Actions to take:
[a] In the article on the ING gender and investing survey, update the passage from "When asked what" to "the report said.", changing "savings accounts" to "deposit accounts".
[b] According to the article on the ING gender and investing survey, how many of the study's participants were in Luxembourg?
[c] Name every type of investment or asset that the article on the ING gender and investing survey mentions.

ING survey

Women less confident, choose safer investments

Inequalities in wealth can be explained by investment behaviour that still differs according to gender. (Photo: Shutterstock)

Inequalities in wealth can be explained by investment behaviour that still differs according to gender. (Photo: Shutterstock)

Women tend to choose safer and lower-yielding investments than men in Luxembourg, according to a survey by the ING bank, which also found that relationships with money are unequally built up from an early age.

ING investigated saving and investing attitudes in a European study with 12,772 participants, including 516 in Luxembourg with gender identified as a factor.

When asked what they would recommend as the best long-term investment (ten years), women cited fewer options than men (1.7 compared to 2 on average). Real estate and individual pension funds are popular in both groups. In contrast, 29% of men cited higher-yielding assets such as funds, compared to only 10% of women, who were more attracted to safer, low-potential investments such as savings accounts.

ING identified several causes for this disparity, including self-confidence. While 30% of men rated their financial knowledge at 8 or more on a scale of 0 to 10, only 14% of women gave themselves a high ranking. Regarding the ability to invest, women are 19 times more likely than men to work part-time, leaving them with a lower salary, the report said.

Differences in attitudes to money are built up from an early age, the report found. Nearly half of men (48%) said they had regularly received allowances, compared with 40% of women. One in five women said they had never received any pocket money. More men (19%) than women (12%) received pocket money for doing chores at home or outside of the home (23% of men compared to 16% of women).

“To really break the loop, investing in childhood and adolescent financial education, especially for girls, and ensuring an equal opportunity early on to develop an affinity with paid work and money are promising avenues, as necessary as they are overlooked,” the report said about gender inequalities in investing.

The crisis has no impact on the way people save

Elsewhere in the report, the bank said: “Neither age, nor education, working status, or region make any significant direct difference in how we save and invest, except in the obvious sense that they affect how much we can save – our saving capacity.”

Luxembourgers do not differ from other nationalities either. They are just slightly more likely to favour investment in real estate (72%) than respondents from other countries (66%).

The crisis has not had too much of an impact on the way people save in the grand duchy. Only 12% of households said they saved less because of the crisis, compared to nearly 25% in Europe. While 32% of Luxembourg respondents said they saved more than they did before the pandemic, 73% attributed their savings to not having the opportunity to spend.

Source material:
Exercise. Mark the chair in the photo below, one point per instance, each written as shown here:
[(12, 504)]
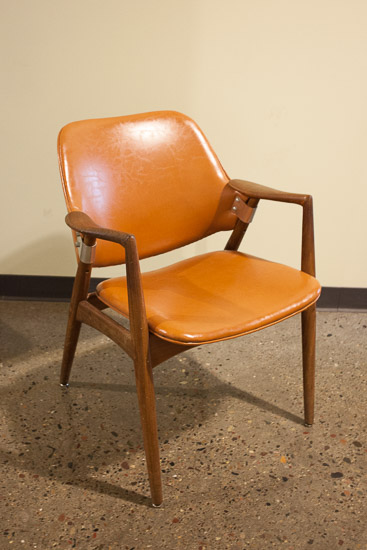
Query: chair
[(141, 185)]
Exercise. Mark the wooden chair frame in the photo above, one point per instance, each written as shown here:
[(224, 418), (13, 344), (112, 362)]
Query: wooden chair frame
[(146, 349)]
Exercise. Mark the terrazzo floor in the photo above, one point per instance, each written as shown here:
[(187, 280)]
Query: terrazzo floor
[(240, 470)]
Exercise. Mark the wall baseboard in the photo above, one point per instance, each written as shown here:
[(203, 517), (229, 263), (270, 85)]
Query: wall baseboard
[(58, 289)]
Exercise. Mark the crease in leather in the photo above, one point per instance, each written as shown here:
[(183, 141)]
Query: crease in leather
[(216, 296), (153, 175)]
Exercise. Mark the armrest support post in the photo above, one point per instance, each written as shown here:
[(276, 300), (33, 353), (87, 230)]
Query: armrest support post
[(81, 222), (256, 191)]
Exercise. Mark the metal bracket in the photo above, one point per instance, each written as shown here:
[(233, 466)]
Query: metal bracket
[(87, 253), (242, 210)]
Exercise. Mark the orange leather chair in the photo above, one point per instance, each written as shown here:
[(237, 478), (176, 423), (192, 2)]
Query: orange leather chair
[(137, 186)]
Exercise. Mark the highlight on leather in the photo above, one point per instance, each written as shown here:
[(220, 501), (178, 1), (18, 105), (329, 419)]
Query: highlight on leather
[(153, 175), (215, 296)]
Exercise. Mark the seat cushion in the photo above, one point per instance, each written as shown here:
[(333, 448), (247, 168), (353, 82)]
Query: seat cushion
[(216, 296)]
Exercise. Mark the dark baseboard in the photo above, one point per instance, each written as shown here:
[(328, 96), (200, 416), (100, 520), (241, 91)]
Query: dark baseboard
[(39, 287), (58, 289)]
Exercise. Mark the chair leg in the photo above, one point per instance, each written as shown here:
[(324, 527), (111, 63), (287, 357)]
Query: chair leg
[(80, 291), (308, 352), (148, 416)]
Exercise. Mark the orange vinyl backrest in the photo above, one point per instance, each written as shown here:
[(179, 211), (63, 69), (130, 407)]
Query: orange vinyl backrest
[(153, 175)]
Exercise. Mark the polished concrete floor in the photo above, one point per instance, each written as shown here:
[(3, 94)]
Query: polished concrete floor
[(240, 470)]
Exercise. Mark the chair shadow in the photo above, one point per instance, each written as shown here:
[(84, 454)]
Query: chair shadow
[(222, 389), (68, 435)]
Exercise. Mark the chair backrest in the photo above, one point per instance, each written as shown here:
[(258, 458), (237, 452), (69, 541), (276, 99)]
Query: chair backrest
[(153, 175)]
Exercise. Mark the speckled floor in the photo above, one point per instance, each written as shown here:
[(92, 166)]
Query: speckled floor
[(239, 468)]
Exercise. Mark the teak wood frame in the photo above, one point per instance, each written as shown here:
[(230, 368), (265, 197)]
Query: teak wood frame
[(147, 350)]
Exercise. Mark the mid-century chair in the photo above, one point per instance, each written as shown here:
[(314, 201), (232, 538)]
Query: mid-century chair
[(141, 185)]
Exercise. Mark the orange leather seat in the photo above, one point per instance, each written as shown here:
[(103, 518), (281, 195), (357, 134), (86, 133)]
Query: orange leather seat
[(140, 185), (215, 296)]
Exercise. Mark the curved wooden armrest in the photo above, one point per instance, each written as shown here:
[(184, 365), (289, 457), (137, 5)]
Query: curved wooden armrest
[(81, 222), (256, 191)]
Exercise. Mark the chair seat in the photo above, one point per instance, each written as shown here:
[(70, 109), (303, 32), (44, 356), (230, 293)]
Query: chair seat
[(216, 296)]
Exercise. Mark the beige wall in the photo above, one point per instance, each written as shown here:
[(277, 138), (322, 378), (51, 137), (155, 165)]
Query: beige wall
[(278, 86)]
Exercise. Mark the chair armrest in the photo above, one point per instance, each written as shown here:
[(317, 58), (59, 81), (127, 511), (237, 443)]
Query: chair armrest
[(82, 223), (256, 191)]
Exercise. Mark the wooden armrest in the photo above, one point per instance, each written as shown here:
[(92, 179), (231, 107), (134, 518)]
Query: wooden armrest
[(256, 191), (81, 222)]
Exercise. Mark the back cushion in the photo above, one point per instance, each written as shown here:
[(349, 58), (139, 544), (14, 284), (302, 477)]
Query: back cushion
[(153, 175)]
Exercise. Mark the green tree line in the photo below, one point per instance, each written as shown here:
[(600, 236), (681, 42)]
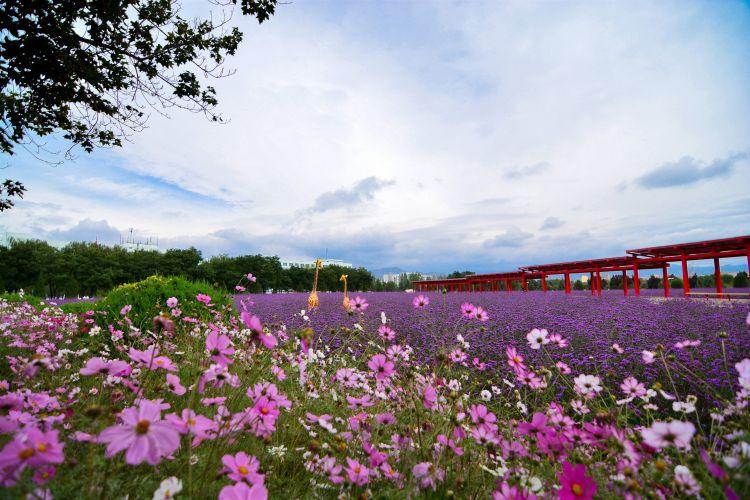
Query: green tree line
[(91, 269)]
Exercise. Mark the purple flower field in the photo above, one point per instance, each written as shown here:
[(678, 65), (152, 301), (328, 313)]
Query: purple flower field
[(591, 324)]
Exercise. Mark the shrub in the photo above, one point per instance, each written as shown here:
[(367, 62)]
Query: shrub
[(148, 298)]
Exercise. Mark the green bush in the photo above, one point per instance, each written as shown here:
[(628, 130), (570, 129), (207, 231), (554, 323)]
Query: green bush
[(78, 307), (15, 298), (148, 299)]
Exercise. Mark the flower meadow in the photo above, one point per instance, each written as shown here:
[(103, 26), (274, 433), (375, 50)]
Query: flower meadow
[(460, 395)]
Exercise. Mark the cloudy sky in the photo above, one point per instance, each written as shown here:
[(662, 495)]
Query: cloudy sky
[(436, 136)]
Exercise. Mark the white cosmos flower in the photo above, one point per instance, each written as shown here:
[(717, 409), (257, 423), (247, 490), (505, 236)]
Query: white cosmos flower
[(168, 489), (537, 338)]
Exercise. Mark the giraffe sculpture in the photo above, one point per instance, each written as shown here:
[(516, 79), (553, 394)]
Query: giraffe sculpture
[(346, 297), (312, 300)]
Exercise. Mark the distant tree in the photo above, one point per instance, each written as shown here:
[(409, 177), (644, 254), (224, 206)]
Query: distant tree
[(740, 280), (9, 190), (92, 70)]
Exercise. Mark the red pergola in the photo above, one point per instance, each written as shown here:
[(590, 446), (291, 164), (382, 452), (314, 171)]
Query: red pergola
[(595, 268), (739, 246), (642, 258)]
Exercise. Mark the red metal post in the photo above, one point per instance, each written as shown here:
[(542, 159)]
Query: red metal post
[(636, 279), (685, 277), (717, 277)]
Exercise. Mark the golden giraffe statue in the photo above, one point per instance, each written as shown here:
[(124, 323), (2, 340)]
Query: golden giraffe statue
[(346, 297), (312, 300)]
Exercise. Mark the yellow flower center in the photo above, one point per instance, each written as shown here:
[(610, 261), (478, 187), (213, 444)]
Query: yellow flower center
[(142, 426)]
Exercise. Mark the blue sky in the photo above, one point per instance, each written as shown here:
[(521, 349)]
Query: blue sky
[(437, 136)]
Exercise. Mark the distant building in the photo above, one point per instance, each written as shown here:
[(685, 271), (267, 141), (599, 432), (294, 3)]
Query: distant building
[(391, 277), (6, 237), (310, 264)]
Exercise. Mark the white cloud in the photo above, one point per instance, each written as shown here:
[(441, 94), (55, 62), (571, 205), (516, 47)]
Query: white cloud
[(485, 118)]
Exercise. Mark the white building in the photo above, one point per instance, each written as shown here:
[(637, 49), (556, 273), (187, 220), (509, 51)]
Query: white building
[(310, 264)]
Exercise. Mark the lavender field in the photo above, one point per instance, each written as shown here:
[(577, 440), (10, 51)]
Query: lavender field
[(593, 325)]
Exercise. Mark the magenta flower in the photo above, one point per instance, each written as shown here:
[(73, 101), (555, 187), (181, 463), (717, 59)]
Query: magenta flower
[(429, 397), (98, 366), (358, 474), (242, 467), (30, 447), (481, 315), (357, 403), (219, 347), (428, 475), (663, 434), (173, 383), (380, 365), (574, 483), (241, 491), (420, 301), (386, 333), (468, 310), (359, 304), (143, 435)]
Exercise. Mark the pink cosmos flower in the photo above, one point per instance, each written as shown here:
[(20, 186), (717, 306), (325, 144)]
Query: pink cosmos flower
[(253, 323), (537, 338), (30, 447), (574, 483), (632, 388), (380, 365), (219, 347), (663, 434), (173, 383), (468, 310), (515, 360), (480, 415), (357, 473), (429, 397), (420, 301), (242, 467), (97, 366), (359, 304), (143, 435), (189, 422), (481, 315), (241, 491), (386, 333), (357, 403), (428, 475)]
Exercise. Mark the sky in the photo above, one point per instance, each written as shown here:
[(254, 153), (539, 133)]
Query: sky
[(436, 136)]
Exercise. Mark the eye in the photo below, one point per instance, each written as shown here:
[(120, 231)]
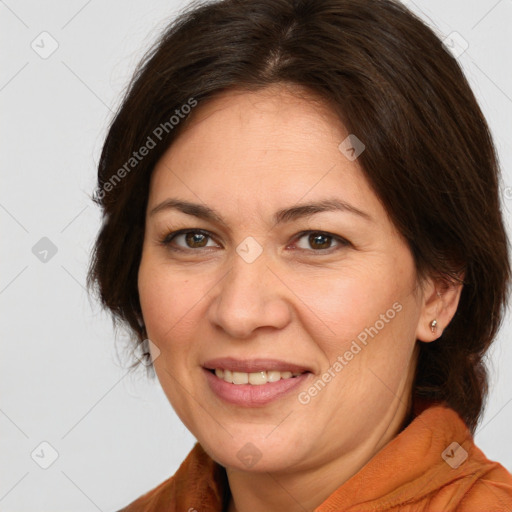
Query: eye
[(191, 239), (318, 241)]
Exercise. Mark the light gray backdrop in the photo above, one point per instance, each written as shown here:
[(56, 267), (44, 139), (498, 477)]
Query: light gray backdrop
[(107, 437)]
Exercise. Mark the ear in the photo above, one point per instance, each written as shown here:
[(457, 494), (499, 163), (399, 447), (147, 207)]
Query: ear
[(440, 302)]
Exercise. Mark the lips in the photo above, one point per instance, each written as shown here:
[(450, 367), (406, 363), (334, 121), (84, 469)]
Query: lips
[(259, 393), (254, 365)]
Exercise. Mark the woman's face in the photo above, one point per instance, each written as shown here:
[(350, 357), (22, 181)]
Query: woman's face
[(263, 285)]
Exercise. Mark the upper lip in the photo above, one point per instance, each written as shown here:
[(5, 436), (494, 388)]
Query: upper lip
[(253, 365)]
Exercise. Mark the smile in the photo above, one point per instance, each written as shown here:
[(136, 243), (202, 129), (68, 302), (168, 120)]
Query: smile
[(254, 378)]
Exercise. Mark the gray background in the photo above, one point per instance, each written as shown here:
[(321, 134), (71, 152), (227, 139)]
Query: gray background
[(115, 436)]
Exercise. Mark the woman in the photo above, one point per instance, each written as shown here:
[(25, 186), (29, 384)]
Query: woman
[(302, 229)]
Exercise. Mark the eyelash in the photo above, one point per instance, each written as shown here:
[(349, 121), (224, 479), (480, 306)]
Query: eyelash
[(168, 238)]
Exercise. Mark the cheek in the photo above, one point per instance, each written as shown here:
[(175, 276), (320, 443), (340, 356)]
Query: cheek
[(165, 298), (345, 307)]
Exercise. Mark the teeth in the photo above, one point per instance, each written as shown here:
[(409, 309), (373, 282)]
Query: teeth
[(256, 378)]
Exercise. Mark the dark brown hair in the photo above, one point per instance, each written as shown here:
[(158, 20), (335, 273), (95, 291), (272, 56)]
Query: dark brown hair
[(429, 154)]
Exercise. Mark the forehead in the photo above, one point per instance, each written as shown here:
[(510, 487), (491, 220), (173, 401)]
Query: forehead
[(270, 147)]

Answers for the tasks:
[a]
When asked what they would recommend as the best long-term investment (ten years), women cited fewer options than men (1.7 compared to 2 on average). Real estate and individual pension funds are popular in both groups. In contrast, 29% of men cited higher-yielding assets such as funds, compared to only 10% of women, who were more attracted to safer, low-potential investments such as deposit accounts.

ING identified several causes for this disparity, including self-confidence. While 30% of men rated their financial knowledge at 8 or more on a scale of 0 to 10, only 14% of women gave themselves a high ranking. Regarding the ability to invest, women are 19 times more likely than men to work part-time, leaving them with a lower salary, the report said.

[b] 516

[c] Real estate, individual pension funds, funds, savings accounts